• [Source document]
════

BY RON BAILEY, P. ENG.
APEGGA Life Member
Former Chief Engineer, Mountain Region
Canadian National Railways

Working on the Railroad Photo 2
Working on the Railroad Photo 2

Working on the Railroad
These photos, provided by the author, chronicle some of the construction of the Grand Trunk Pacific Railway, in the vicinity of the Yellowhead Pass and Mount Robson.

I grew up in the days when the railroads ran on coal, steam and tobacco juice — with perhaps the odd drop of Irish whisky thrown in. Coal was the essential ingredient to the operation of railroads in Western Canada, and Alberta was blessed with an abundance of it.

Travellers westbound on the Yellowhead Highway pass a side road to Miette Hot Springs, about 315 kilometres west of Edmonton. This minor junction is designated on the map as Pocahontas. Only an avid railway historian would be aware that this was once the site of a coal mine whose name is derived from its owners in West Virginia .

════

• [Stored data entries]
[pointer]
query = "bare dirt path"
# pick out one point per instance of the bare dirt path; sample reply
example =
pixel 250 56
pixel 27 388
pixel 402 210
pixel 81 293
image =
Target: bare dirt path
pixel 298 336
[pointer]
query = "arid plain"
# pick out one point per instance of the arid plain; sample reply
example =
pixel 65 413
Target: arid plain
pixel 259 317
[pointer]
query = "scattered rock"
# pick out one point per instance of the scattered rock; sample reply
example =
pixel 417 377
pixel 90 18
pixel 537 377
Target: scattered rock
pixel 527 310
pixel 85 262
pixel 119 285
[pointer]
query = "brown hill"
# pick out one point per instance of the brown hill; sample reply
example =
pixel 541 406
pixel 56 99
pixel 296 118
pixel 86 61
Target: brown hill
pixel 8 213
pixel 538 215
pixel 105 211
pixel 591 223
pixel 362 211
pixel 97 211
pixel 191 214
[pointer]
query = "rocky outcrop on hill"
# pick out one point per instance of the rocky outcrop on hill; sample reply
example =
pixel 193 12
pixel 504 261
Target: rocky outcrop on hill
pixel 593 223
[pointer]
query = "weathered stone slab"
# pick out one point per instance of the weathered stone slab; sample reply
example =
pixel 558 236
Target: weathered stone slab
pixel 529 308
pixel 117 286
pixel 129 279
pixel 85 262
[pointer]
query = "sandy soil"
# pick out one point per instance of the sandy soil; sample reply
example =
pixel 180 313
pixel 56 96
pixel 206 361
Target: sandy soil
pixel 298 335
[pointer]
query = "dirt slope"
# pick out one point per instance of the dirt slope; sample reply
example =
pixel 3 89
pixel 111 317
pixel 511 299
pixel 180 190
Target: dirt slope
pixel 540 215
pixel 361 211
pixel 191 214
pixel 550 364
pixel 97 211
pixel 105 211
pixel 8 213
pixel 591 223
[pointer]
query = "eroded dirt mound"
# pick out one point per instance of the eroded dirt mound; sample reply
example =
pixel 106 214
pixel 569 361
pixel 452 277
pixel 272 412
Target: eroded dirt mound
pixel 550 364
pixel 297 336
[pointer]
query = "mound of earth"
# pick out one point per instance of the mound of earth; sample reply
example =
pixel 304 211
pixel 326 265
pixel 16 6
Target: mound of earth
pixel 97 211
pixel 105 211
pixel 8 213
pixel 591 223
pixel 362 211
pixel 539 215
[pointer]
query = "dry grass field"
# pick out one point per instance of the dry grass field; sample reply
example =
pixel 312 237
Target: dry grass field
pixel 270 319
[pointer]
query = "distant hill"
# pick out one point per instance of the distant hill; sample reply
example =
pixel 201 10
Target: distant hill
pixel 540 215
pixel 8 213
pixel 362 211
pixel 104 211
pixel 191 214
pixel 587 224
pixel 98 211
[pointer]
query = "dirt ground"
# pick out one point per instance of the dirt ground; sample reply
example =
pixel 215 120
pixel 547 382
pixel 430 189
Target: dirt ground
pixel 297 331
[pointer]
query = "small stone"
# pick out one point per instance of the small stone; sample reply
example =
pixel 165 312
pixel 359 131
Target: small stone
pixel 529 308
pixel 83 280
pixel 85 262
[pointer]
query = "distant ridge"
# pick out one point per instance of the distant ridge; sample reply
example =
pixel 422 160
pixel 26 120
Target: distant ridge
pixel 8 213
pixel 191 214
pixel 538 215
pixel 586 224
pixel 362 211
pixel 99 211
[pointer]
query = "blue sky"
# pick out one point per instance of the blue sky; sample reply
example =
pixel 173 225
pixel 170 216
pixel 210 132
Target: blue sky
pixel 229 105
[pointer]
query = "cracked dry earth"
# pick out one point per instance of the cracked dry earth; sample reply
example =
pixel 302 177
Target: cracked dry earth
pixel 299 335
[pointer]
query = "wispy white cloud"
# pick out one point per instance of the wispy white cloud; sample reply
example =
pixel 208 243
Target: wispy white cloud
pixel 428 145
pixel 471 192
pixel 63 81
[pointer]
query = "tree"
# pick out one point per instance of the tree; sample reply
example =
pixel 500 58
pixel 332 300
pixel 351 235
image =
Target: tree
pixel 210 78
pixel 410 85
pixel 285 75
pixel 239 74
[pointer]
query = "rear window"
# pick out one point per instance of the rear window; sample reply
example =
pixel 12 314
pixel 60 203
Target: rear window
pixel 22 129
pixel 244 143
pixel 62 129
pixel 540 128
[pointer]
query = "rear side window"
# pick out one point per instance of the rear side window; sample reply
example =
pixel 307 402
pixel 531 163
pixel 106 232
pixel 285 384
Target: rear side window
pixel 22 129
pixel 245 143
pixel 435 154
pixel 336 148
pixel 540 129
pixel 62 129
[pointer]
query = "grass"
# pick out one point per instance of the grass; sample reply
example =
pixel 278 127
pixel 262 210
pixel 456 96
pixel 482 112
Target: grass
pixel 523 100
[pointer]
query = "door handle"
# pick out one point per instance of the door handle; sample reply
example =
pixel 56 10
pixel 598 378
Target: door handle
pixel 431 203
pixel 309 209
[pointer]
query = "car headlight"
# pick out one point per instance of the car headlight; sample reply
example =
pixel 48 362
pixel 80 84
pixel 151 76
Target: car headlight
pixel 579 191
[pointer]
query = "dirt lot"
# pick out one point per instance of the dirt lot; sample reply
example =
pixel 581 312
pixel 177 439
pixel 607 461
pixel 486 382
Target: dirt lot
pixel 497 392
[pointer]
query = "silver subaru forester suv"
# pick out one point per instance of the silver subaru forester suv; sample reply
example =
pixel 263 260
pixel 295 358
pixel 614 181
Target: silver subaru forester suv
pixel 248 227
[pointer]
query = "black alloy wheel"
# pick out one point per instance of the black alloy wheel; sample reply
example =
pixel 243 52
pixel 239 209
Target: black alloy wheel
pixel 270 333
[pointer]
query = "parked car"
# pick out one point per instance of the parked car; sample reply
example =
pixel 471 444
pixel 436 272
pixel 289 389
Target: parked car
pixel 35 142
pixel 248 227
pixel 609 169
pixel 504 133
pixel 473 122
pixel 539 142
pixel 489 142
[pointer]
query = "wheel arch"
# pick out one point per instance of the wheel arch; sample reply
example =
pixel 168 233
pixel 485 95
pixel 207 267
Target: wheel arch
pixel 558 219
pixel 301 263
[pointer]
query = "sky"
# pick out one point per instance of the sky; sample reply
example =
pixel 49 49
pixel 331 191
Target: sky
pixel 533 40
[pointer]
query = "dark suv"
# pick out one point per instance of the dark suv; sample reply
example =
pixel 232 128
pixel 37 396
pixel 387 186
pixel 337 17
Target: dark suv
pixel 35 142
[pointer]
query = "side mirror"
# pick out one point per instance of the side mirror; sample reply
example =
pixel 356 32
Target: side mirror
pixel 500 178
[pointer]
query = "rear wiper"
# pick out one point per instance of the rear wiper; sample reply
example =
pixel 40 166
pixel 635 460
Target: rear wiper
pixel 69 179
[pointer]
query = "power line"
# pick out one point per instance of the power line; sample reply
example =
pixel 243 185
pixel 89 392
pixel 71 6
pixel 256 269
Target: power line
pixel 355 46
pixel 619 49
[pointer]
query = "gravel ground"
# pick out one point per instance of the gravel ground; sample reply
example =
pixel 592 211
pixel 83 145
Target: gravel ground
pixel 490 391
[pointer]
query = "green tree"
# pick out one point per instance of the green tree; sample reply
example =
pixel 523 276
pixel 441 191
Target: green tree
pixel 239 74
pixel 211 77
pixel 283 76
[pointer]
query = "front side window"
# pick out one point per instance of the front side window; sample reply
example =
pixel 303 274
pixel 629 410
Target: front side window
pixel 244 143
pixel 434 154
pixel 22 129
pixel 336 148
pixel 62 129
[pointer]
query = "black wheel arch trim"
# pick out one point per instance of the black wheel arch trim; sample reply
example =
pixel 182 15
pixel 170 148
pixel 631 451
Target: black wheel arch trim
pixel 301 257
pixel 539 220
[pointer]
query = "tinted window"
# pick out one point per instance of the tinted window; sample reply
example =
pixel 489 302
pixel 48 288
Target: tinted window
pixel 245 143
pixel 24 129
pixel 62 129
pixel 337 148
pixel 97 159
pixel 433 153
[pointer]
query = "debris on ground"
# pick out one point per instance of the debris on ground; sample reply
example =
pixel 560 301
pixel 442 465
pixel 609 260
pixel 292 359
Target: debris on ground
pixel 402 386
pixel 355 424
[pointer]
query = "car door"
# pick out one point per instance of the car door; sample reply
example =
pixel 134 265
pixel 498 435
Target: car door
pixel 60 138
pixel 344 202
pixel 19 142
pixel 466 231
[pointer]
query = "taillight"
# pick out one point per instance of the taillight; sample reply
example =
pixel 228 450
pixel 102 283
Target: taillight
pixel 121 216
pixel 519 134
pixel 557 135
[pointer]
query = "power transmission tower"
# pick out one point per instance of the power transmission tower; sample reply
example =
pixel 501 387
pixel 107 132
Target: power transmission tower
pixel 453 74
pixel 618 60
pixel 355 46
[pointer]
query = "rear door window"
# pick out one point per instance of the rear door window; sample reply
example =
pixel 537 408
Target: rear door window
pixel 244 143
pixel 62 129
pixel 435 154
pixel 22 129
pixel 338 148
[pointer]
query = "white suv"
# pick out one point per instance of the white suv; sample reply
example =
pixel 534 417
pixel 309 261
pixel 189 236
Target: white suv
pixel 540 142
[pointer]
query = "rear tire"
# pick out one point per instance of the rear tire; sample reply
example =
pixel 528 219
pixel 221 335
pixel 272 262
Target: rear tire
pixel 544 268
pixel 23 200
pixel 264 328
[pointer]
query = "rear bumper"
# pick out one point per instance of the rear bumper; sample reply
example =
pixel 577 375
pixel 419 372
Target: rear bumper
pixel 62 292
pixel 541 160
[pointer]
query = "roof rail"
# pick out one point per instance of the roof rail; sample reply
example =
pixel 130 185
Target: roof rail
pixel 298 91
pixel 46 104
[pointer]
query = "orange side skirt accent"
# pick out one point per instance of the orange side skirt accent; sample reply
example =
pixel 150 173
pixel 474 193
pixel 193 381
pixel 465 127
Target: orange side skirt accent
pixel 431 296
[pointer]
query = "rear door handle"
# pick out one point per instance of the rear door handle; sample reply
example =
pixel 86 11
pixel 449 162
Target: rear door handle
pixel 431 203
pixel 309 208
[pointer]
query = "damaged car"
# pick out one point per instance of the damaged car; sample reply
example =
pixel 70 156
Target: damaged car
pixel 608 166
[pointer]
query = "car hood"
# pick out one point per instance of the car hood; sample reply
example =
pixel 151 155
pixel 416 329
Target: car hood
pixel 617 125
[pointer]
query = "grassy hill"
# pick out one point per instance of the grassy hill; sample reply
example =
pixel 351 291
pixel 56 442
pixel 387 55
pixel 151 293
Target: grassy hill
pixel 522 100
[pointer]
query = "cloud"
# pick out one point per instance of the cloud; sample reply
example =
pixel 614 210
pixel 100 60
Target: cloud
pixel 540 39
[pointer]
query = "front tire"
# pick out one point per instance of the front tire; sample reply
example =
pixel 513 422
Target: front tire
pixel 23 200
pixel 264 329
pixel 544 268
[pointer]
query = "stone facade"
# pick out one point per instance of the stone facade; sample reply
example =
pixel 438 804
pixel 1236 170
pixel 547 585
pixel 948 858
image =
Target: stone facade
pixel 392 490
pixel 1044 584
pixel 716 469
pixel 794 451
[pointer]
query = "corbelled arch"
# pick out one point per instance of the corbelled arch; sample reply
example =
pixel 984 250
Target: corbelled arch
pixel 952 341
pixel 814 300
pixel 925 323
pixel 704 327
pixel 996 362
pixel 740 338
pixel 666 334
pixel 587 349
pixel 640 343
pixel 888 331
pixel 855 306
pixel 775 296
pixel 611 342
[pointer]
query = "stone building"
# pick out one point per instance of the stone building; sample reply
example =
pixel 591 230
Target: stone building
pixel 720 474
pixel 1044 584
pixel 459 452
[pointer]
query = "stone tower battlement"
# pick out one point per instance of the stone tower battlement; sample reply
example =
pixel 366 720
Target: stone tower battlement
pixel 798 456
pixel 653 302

════

• [Instructions]
a) According to the article on coal and railroads in Western Canada, where did the Pocahontas coal mine get its name?
b) Carry on the article about coal and railroads in Western Canada, starting right after its final sentence.

• [Expected outputs]
a) From its owners in West Virginia.

b)
Nearby, immediately across the Athabasca River at Brule, lie the remnants of the fabled Blue Diamond Coal Company mine. This mine provided fuel for the Grand Trunk Pacific and Canadian Northern railways, as they struggled westward to reach the Yellowhead Pass in 1910.

The railroads to a large extent were instrumental in the evolution of coal mining in Canada and the two industries have been closely allied ever since. In those days mining and railroading shared a peculiar and indefinable mystique, because work in the mine or on the rails was not so much an occupation as an all-consuming way of life.

It was not unusual for the son of a coal miner or railroader to choose the same line as the father. This was not always highly recommended.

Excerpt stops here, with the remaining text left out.